> **To be done**: Convert the lines below into a JSON array of strings, one string per line. Omit blank lines and leave the pictures out.

> **Given data**:
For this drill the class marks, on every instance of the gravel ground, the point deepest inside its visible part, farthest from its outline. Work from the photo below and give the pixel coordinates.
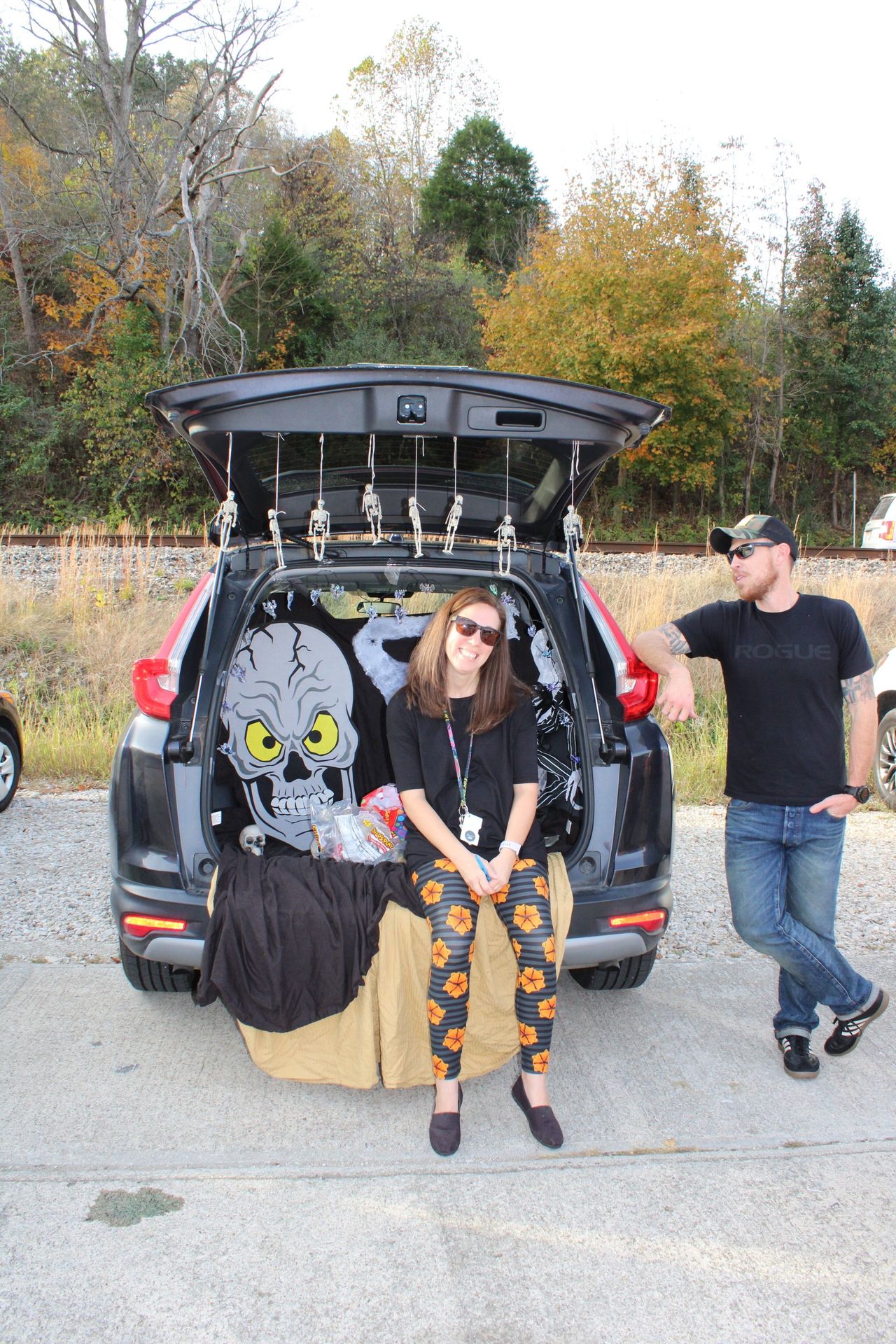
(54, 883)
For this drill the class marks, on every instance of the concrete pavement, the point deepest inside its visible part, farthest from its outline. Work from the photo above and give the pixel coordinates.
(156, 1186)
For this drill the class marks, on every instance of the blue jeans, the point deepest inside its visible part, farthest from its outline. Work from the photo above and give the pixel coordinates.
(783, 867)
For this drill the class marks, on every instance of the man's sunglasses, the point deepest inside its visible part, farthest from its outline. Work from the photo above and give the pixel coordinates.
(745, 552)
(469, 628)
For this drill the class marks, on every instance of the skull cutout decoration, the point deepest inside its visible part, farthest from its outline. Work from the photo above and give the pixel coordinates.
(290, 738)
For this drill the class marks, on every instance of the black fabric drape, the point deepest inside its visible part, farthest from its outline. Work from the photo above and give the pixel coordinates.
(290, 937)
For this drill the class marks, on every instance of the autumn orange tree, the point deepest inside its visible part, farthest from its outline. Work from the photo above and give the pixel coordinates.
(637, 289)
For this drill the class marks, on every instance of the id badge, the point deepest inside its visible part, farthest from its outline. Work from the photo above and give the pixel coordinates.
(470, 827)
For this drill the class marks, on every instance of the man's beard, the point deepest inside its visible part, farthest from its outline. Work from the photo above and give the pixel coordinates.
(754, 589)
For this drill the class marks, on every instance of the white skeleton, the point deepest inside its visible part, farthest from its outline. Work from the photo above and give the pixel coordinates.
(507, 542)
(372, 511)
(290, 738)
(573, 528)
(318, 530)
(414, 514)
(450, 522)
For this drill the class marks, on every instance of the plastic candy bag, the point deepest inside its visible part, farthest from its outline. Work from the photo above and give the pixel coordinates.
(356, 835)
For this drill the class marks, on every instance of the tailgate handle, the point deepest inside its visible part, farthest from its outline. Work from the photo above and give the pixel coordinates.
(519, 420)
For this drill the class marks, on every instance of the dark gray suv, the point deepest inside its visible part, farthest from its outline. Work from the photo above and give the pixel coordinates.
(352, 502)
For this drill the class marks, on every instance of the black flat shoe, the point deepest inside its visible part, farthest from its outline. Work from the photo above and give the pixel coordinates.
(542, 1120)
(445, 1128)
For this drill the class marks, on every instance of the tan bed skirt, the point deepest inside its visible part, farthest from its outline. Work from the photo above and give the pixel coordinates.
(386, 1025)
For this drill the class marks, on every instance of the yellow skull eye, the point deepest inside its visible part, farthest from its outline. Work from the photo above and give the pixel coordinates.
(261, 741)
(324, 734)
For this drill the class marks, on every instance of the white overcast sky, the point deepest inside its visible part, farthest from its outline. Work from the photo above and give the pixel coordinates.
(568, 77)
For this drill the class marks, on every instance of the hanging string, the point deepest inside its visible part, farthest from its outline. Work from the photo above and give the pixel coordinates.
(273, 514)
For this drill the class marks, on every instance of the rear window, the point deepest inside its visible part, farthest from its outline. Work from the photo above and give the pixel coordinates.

> **Answer to this exercise**:
[
  "For this drill the class marks, on every instance of the gravel ground, the point deepest inside its visible part, farthest from its outline. Work from the photo below and give the pixel coordinates.",
  "(54, 883)",
  "For this drill the class marks, on every instance of the concrete pavement, the point deepest inside its visible part, farthest from its outline. Work from the photo above and give the pixel coordinates.",
  "(156, 1186)",
  "For this drill the class marks, on every instance of the blue jeans, the point deepest inside its visible part, farthest from its outline. Work from the photo above and give the pixel coordinates.",
  "(783, 867)",
  "For this drill the class marks, on every instance of the man's sunglasses, the point deepest inside its visible part, farthest from its outline. Work from the photo above and give the pixel coordinates.",
  "(745, 552)",
  "(469, 628)",
  "For this drill the class marks, on every instance of the skull cutout decoration, the point deepest inside its visible part, farthest from its outline. Work from the photo above and give the pixel coordinates.",
  "(290, 738)",
  "For this drill the class marks, on every instance of the black fabric drape, the point deepest inside its visible part, farthest from its outline. Work from the photo above and give the pixel coordinates.",
  "(290, 937)",
  "For this drill the class marks, on every instance of the autumn orange tree, the point deepest inside its visible part, farthest from its outline. Work from the photo above and give the pixel coordinates.",
  "(637, 289)",
  "For this drill the class marks, on every instance of the id badge, the point deepest inside its visible part, farthest from its outline. Work from the photo above and give the pixel coordinates.",
  "(470, 827)",
  "For this drill the class marks, on every instance of the man's beard, the point deepest inside its visible part, farthest from its outline. Work from the photo above and give the pixel coordinates.",
  "(754, 589)",
  "For this drill the class marks, on every instance of the white skeleton, the point deepest inside its visible part, farthest from its outline. Work from the photo above and give the pixel coordinates.",
  "(507, 542)",
  "(372, 511)",
  "(290, 738)",
  "(573, 528)",
  "(318, 530)",
  "(414, 514)",
  "(450, 522)",
  "For this drill the class marks, on every instance of the plastic candy bag, the point deepest inside its visible part, farthest from its outline. Work from the photo above and give the pixel coordinates.",
  "(356, 835)",
  "For this drill the class marks, on every instance of the tailgate handle, the point deepest inside its visible part, farthest from its outline. Work from the photo above and give the pixel coordinates.",
  "(519, 420)",
  "For this drill the class marks, on every instance of the dark gray suv, the point deepest inside its visible part, farthest from its outline. Work from the photo above and give the pixel coordinates.",
  "(352, 502)",
  "For this drill the class marks, on every instance of the black flat shoe, the point deepest inside its visible part, farthest from its outline. Work from the photo above and give the pixel coordinates.",
  "(542, 1120)",
  "(445, 1128)",
  "For this drill the class marks, on every instance of the tan bed skirt, the point deepest inside its visible part, farthest from its outline. Work from the photo above and give the pixel coordinates.",
  "(386, 1025)",
  "For this drill the class marks, on every instance of the yellow skull eye, the point deepest inside its visible part, farthest from its outline. Work from the photo above and give the pixel coordinates.",
  "(261, 741)",
  "(324, 734)",
  "For this drill the class marks, on every instance of the white overcast sky, the point deepest inside its visible part, farthest from its outline. Work from the photo above and give the pixel coordinates.",
  "(568, 77)",
  "For this drill the class marks, on every instance of the hanging string, the point deepest inside its visible part, farthest from its outline. Work from the photo above and give the pixel coordinates.",
  "(273, 514)",
  "For this drill the class marks, on every instance of the rear window, the point deepest inside its visible part, farthest from its outline. Work from the photo above and give the pixel coordinates."
]